▶ _Written problem_: Rewrite the listing below, putting "rectangular frame" wherever "bounding box" occurs and leaving every other word as it is.

▶ _Records for the exercise_:
START
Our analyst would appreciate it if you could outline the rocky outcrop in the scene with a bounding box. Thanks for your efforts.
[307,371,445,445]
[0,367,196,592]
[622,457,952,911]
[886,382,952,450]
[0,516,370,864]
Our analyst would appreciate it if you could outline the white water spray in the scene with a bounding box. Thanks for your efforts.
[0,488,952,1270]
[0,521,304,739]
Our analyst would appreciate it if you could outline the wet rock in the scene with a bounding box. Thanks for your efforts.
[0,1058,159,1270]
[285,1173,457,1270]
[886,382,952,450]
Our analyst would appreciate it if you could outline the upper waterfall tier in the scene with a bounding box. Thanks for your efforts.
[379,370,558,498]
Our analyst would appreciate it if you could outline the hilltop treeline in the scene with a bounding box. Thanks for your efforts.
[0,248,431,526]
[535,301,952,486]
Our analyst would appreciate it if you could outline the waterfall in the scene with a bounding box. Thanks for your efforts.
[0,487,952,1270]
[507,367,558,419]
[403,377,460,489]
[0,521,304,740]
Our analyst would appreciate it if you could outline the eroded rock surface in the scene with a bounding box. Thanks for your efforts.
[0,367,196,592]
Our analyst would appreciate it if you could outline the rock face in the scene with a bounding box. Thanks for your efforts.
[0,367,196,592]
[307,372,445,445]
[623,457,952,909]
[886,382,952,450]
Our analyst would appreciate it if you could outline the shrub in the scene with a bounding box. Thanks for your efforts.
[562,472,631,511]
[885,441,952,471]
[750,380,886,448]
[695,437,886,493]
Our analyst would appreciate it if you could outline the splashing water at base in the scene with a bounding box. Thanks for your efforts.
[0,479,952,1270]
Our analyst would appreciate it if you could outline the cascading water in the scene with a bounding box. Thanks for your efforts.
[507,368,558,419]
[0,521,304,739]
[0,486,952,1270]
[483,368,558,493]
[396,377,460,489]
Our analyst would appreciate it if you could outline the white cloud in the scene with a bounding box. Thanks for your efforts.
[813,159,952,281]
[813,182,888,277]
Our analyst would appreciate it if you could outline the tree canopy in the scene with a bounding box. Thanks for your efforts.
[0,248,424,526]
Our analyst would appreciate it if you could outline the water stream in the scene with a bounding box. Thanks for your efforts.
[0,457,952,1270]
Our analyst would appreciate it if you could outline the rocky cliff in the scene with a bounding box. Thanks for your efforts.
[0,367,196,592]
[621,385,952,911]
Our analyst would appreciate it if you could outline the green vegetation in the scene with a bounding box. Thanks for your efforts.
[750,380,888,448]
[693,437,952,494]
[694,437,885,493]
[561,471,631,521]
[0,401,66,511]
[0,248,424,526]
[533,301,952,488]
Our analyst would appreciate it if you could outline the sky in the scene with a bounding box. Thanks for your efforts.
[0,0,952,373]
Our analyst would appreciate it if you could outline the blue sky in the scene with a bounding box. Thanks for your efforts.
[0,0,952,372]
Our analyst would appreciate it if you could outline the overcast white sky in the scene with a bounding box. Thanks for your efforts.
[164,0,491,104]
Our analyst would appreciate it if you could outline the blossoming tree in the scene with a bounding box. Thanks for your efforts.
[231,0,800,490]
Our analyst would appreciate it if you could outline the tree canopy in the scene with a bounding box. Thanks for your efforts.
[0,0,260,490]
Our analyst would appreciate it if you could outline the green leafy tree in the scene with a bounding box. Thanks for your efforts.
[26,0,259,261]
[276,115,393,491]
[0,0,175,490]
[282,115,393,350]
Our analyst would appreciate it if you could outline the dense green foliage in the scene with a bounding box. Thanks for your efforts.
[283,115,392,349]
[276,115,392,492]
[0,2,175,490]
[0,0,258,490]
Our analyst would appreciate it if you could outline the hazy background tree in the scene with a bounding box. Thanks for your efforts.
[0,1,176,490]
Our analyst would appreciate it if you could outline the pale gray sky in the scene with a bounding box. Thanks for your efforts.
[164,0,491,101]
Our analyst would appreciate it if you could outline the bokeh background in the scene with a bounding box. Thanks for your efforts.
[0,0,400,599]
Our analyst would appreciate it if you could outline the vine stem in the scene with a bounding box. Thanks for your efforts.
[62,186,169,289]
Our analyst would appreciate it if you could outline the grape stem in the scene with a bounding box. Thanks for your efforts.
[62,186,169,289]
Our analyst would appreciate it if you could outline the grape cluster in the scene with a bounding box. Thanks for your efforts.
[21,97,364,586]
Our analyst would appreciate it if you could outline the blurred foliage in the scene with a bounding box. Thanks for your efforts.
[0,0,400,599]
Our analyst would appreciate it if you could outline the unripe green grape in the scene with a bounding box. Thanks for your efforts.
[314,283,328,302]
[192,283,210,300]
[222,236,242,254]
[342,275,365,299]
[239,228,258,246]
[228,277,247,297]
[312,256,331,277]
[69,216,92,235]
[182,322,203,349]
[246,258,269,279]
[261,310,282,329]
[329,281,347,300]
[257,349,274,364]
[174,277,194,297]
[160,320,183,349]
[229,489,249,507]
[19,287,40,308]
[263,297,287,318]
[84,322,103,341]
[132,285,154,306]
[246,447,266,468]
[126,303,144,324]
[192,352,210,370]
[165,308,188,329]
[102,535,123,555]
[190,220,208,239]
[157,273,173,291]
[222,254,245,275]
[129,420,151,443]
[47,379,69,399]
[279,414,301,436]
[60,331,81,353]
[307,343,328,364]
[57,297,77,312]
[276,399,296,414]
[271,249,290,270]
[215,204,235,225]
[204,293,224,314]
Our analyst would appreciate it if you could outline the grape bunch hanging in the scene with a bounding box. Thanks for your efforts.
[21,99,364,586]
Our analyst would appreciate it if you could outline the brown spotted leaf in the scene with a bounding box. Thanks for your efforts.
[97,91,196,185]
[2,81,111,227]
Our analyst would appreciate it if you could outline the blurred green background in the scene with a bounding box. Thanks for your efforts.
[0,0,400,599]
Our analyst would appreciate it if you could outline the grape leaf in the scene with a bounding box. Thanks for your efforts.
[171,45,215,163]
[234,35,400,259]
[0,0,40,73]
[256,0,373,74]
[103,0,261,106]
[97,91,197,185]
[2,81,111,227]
END
▶ _Response below_:
Our analyst would appreciate it if you could outline the rocky outcrop in the scene with a rectangular frame. Thanks for your efforts.
[307,371,445,445]
[0,367,196,592]
[622,457,952,911]
[886,382,952,450]
[0,516,370,864]
Our analyst would appreciate it if you could outline the white water spray in the scene with a rectangular frame. Thanks for your efforts.
[0,488,952,1270]
[0,521,304,739]
Our analyst would appreciate it if you could outline the wet rock in the scene with a rectangular frame. Thanks for your efforts.
[0,1058,159,1270]
[285,1173,457,1270]
[886,382,952,450]
Our analyst would appreciate it if you could outline the upper waterfall tier in the scene with a rectangular frame. Thanks for your efforts.
[379,370,558,498]
Our analyst would appreciate it if you could outline the hilltop treeline in the scene with a rectangular frame. Thanks for your efforts.
[0,248,431,526]
[535,301,952,486]
Our analyst would appreciate it if you could outline the waterfall in the scene with a rectangular frame. Thanks for your efforts.
[0,487,952,1270]
[507,367,558,419]
[403,377,460,489]
[0,521,304,740]
Our analyst would appreciate it if you could outline the eroded rock surface in the scene with a rectangular frame. Thanks for your efforts.
[0,367,196,592]
Our analyst would appreciate it if you could outline the rock face in the scene with a rectangular frame. Thanks for your efforts.
[0,367,196,592]
[307,372,445,445]
[623,457,952,909]
[886,382,952,450]
Our analyst would appreciate it if you could outline the shrub in the scene with a rectangular frame. Thanks for your efforts.
[562,472,631,511]
[885,441,952,471]
[750,380,886,448]
[695,437,886,493]
Our analyst would appreciate it if you could outline the splashing water at base in the scene with a rectangular frame. Thanks for your efforts.
[0,479,952,1270]
Our analyst would appreciate it if you could outline the cascading water in the scene with a rectangular frame. Thanks for your efforts.
[507,368,558,419]
[0,521,304,739]
[0,486,952,1270]
[483,368,558,493]
[396,377,460,489]
Our analyst would appreciate it if you could outline the white cloud in the scene with a rectangular frame. Thanks for your efforts.
[813,159,952,281]
[813,182,888,277]
Our analyst would appreciate it if you could outline the tree canopy in the scene with a rectangular frame. Thanks for your efforts.
[0,248,424,526]
Our analyst would appreciate it if you could outline the water stream in the scene with a rectangular frame. Thanks for your efforts.
[0,457,952,1270]
Our analyst would appreciate it if you could outline the rocky cliff in the scene with a rectangular frame. Thanks for your efforts.
[0,367,196,592]
[621,385,952,911]
Our analyst would appreciate it if you could outline the green vegetation in the scene with a rectangular frame. Thanks for your efforts.
[750,380,888,448]
[693,437,952,494]
[694,437,885,493]
[561,471,631,521]
[0,401,66,511]
[0,248,424,526]
[533,301,952,488]
Our analyst would appreciate it if you could outline the sky in the scene with a rectangular frame. Thanks for your efforts.
[0,0,952,373]
Our analyst would appreciate it if you could outline the blue sky in the scene with a rectangular frame. Thanks for your efforts.
[0,0,952,372]
Our analyst would appreciate it if you could outline the overcast white sky in the scene with a rectangular frame. Thanks for your efforts.
[164,0,491,104]
Our analyst would appreciate it if you could outline the blossoming tree in the scene with a rectangular frame. Thanks for your efforts.
[231,0,800,490]
Our analyst would appreciate it if you could outline the tree canopy in the scene with a rectangular frame. Thanks for your efforts.
[0,0,260,490]
Our analyst would appreciate it if you could outline the green leafy tree in the scene with a rectangular frame. Thanks for your efforts.
[26,0,259,261]
[276,115,393,491]
[0,0,175,490]
[282,115,393,350]
Our analyst would appreciate it if you could outline the dense green foliage in the scene with a rectangular frame. Thanks for your efforts.
[283,115,392,349]
[276,115,392,492]
[0,2,175,490]
[0,0,258,490]
Our analyst would appreciate it if you could outline the hazy background tree in the scene with a rectangular frame. Thanks for your efforts.
[0,1,176,490]
Our analyst would appreciate it if you could outline the pale gray sky in the scene with a rectangular frame. Thanks for your efforts.
[164,0,491,101]
Our analyst would appreciate it if you could outline the bokeh background in the scene with a rectangular frame. Thanks for your efforts.
[0,0,400,599]
Our analyst would appreciate it if you could outline the vine stem in the scene with a rectangular frame. Thanks for your efforts.
[62,186,169,289]
Our analyst would appreciate it if you could outline the grape stem in the scene with a rectangular frame. Thanks for your efforts.
[62,186,169,289]
Our analyst would appreciate it if you could outline the grape cluster in the scene with a rectangular frame. Thanks for your efforts.
[21,97,364,586]
Our analyst would appreciate it if you could outline the blurred foliage in the scene with a rectangular frame. Thanks for your efforts.
[0,0,400,599]
Our analyst would appreciate it if you could outline the unripe green grape in the scene with a rectangular frame. Thanks for your efforts.
[314,283,328,302]
[192,283,210,300]
[222,236,242,254]
[342,275,365,299]
[239,228,258,246]
[228,277,247,297]
[312,256,331,277]
[69,216,92,235]
[182,322,203,349]
[246,258,269,279]
[261,310,282,329]
[329,281,347,300]
[257,349,274,364]
[174,277,194,297]
[160,320,183,349]
[229,489,249,507]
[19,287,40,308]
[263,297,287,318]
[84,322,103,341]
[132,285,154,306]
[246,447,266,468]
[126,303,144,324]
[192,352,210,370]
[165,308,188,329]
[102,535,123,555]
[190,220,208,239]
[157,273,173,291]
[222,254,245,275]
[129,420,151,443]
[47,379,69,399]
[279,414,301,436]
[60,331,81,353]
[307,343,328,364]
[57,297,77,312]
[276,399,296,414]
[271,249,290,270]
[215,204,235,225]
[204,293,224,314]
Our analyst would appreciate it if you could outline the grape bunch hanging in the scene with a rectangular frame. Thanks for your efforts.
[21,99,364,586]
Our analyst would appreciate it if you could outline the brown spotted leaf in the scene with a rectangular frame. Thanks for your efforts.
[97,91,196,185]
[2,81,111,227]
Our analyst would appreciate it if you could outline the blurred green background in the scene with a rectangular frame. Thanks for your efforts.
[0,0,400,599]
Our analyst would appreciate it if you could outline the grape leaf in the scene with a rectangular frame. Thanks for your efforts.
[171,45,215,163]
[234,35,400,259]
[0,0,40,73]
[256,0,373,74]
[103,0,261,106]
[97,91,197,185]
[2,81,111,227]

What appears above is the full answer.